---- Listed records

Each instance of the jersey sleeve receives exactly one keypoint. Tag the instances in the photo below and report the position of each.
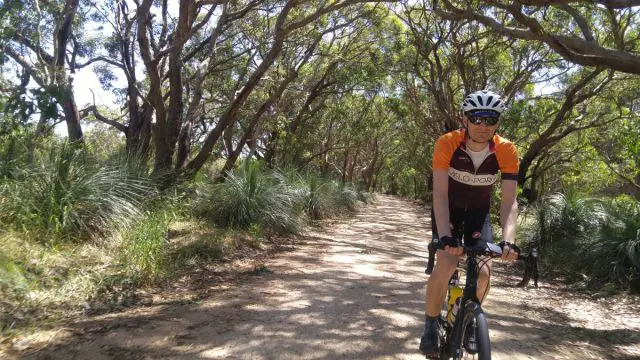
(442, 153)
(508, 160)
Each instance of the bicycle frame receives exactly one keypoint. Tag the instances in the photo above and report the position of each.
(453, 333)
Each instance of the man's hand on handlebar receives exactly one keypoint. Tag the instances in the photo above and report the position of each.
(451, 246)
(510, 251)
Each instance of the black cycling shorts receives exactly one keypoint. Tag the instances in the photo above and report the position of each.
(471, 225)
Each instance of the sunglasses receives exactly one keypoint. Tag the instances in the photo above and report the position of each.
(489, 120)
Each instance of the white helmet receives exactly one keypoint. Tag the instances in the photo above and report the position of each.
(483, 100)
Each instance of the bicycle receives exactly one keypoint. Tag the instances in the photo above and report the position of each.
(462, 312)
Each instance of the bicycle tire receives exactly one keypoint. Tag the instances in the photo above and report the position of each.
(473, 312)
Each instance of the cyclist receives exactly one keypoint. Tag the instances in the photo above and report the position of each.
(465, 167)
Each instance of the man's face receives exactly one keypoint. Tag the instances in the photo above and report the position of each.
(479, 130)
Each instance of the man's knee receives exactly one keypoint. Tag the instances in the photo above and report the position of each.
(446, 264)
(484, 269)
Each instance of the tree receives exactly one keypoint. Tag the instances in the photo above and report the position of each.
(46, 42)
(546, 21)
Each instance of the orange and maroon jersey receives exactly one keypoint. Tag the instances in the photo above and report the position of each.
(470, 188)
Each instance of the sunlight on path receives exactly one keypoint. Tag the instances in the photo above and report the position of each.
(353, 290)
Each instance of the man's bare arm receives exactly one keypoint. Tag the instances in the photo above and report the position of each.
(509, 210)
(441, 201)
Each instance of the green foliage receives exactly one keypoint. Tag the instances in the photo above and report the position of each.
(144, 247)
(612, 255)
(598, 238)
(66, 197)
(249, 196)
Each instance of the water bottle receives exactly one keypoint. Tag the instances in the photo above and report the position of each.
(454, 302)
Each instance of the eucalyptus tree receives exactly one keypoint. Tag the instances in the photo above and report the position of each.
(324, 112)
(47, 41)
(601, 33)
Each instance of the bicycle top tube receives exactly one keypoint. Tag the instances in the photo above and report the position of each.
(483, 249)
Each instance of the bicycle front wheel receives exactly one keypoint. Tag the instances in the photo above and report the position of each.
(474, 323)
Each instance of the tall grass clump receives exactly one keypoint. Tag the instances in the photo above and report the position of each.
(596, 241)
(144, 252)
(65, 196)
(325, 198)
(250, 196)
(612, 254)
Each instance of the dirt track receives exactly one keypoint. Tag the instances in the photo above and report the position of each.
(354, 290)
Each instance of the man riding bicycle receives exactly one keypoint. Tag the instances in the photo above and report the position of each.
(465, 167)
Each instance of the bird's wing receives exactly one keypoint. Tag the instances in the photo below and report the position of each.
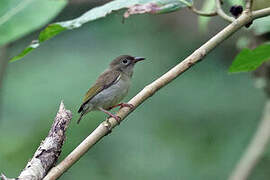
(104, 81)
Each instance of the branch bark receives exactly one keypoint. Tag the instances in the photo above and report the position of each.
(49, 150)
(105, 127)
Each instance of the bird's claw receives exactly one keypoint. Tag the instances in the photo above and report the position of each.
(131, 106)
(108, 125)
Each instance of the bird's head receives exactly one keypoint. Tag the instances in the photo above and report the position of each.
(125, 63)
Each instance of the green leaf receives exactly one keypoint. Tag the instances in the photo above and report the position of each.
(249, 60)
(51, 31)
(155, 7)
(261, 26)
(20, 17)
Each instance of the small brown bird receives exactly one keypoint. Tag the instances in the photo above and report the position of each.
(110, 87)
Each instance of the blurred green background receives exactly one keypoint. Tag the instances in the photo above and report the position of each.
(197, 127)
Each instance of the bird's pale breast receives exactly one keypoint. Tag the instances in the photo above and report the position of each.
(110, 96)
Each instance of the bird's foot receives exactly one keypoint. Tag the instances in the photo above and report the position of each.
(108, 125)
(117, 118)
(131, 106)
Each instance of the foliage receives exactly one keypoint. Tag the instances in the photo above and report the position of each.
(249, 60)
(156, 7)
(20, 17)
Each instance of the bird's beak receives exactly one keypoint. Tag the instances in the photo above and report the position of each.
(137, 59)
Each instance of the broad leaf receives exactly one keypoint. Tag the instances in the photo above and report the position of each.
(19, 17)
(249, 60)
(261, 26)
(133, 6)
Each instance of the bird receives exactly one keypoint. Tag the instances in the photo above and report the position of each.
(110, 87)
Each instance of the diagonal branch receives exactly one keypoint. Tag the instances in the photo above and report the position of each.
(202, 13)
(104, 128)
(49, 150)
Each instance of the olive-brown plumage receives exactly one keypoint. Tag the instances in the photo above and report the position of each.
(110, 87)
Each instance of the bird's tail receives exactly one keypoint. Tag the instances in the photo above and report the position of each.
(81, 115)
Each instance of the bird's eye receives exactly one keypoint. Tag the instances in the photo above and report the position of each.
(125, 61)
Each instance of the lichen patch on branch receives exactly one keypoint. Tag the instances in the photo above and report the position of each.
(141, 9)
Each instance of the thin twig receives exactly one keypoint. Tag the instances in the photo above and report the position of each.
(201, 13)
(104, 128)
(255, 149)
(221, 13)
(3, 62)
(49, 150)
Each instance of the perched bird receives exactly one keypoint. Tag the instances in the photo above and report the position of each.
(110, 87)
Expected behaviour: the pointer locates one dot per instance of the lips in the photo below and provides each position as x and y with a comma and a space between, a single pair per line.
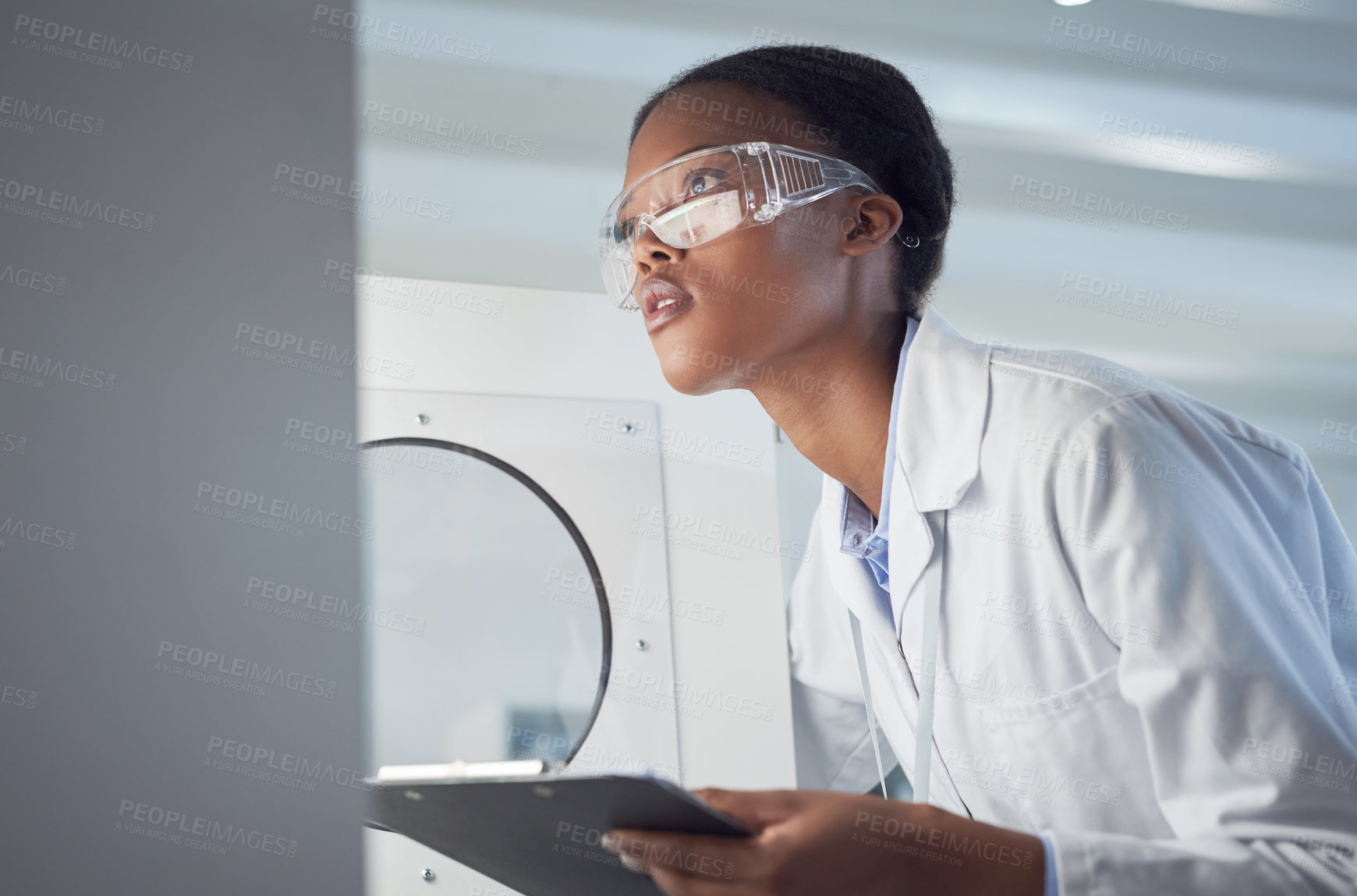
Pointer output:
662, 300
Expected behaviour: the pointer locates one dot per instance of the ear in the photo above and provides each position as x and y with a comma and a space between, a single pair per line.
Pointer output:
876, 220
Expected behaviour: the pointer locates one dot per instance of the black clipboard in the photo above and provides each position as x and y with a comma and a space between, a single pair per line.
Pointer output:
539, 835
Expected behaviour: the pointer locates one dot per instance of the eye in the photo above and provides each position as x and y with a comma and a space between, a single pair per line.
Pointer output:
703, 181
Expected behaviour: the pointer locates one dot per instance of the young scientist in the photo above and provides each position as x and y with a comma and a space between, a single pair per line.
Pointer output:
1121, 621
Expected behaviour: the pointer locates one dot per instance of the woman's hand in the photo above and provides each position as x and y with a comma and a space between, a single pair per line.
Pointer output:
820, 842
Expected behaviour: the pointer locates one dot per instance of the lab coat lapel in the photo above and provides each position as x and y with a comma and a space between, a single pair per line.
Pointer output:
944, 402
852, 580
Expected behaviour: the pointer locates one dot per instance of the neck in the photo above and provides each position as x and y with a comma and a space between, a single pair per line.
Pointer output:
839, 419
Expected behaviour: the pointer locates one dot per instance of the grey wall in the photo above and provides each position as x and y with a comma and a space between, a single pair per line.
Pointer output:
148, 476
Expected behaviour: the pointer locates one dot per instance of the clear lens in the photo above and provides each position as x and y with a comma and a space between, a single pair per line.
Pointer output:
687, 203
700, 220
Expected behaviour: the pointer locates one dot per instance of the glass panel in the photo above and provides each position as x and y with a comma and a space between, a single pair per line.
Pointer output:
500, 648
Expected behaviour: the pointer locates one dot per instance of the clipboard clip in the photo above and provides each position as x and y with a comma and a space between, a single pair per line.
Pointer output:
458, 770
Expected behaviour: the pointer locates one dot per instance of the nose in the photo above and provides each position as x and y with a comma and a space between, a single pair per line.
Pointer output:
649, 251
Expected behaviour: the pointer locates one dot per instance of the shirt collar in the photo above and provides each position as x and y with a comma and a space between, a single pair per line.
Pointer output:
858, 537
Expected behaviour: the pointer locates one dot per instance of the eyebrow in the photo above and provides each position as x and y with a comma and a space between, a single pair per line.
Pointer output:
704, 146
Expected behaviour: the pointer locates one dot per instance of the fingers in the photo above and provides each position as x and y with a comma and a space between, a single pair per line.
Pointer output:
710, 859
675, 884
755, 808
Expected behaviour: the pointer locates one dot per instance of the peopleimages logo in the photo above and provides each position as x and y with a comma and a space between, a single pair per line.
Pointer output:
67, 36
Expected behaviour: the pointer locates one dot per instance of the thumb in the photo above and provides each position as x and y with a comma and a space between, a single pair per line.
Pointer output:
756, 809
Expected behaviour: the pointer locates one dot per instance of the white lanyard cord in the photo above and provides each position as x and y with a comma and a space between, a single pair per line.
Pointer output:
929, 672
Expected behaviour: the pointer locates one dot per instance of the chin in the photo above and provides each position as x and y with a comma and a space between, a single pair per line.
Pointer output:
689, 379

--------

▶ _Aim of the task_
Starting with the line that contains "of the glass", repeat each line through the last one exactly as it appears. Include both ends and nothing more.

▶ _Response_
Expected behaviour: the pointer locates one dot per instance of the glass panel in the photo above and provides each position as x and y with a comma and a space between, a single pair per line.
Pointer output:
500, 648
Expected behaviour: the pointer locates one dot per instance of the clipboard clip in the photo above and provides each position as x and y with a comma and a space between, a single pair per line.
Pointer output:
458, 770
Expected behaviour: the pointer locates one dot per instance of the nose in the photo above and provides each position as x and y with a comma and a space between, a single pair per line.
Pointer output:
649, 251
Expected behaviour: the pointer locates one dot per instance of the shirt collar in the photo above and provides each position as x and y with a comma and a space between, a single pair per line.
Pointer output:
858, 537
Expected behaviour: the pointer locates one dot per instance of the eyebrow in the photo above and provides each position as x and y with a comma and a space between, a single pair per line.
Pointer output:
704, 146
Expected behaviour: the pointer locates one dot per instance of the fingers in the photo above and provides each position as x and y with a comma and a space between, a single pair per line.
Pointer output:
710, 859
675, 884
755, 808
Expected behaviour: the pointer locates one dot per instance of the peopleimages logo in the photo above and provides each position as x and y with a comma and a space between, a single pair per line.
Pointer output:
67, 36
Expected behaviour: the pointer locates one dot per instance of the thumb in the photo above and provides each position as x and y with a comma and a space between, a single pair per line.
Pointer output:
756, 809
Expected behaviour: the pointer locates one dot per instance of the white lanyard cord in the photo above and provides each position as x and y with a comma and a space between, a single pair per line.
Pointer output:
929, 672
Expected behaviour: the pointer locates one dot per instance of the chin in the photo above and provides each position as x and y with a comma and a space between, a single pair per line.
Pointer output:
689, 379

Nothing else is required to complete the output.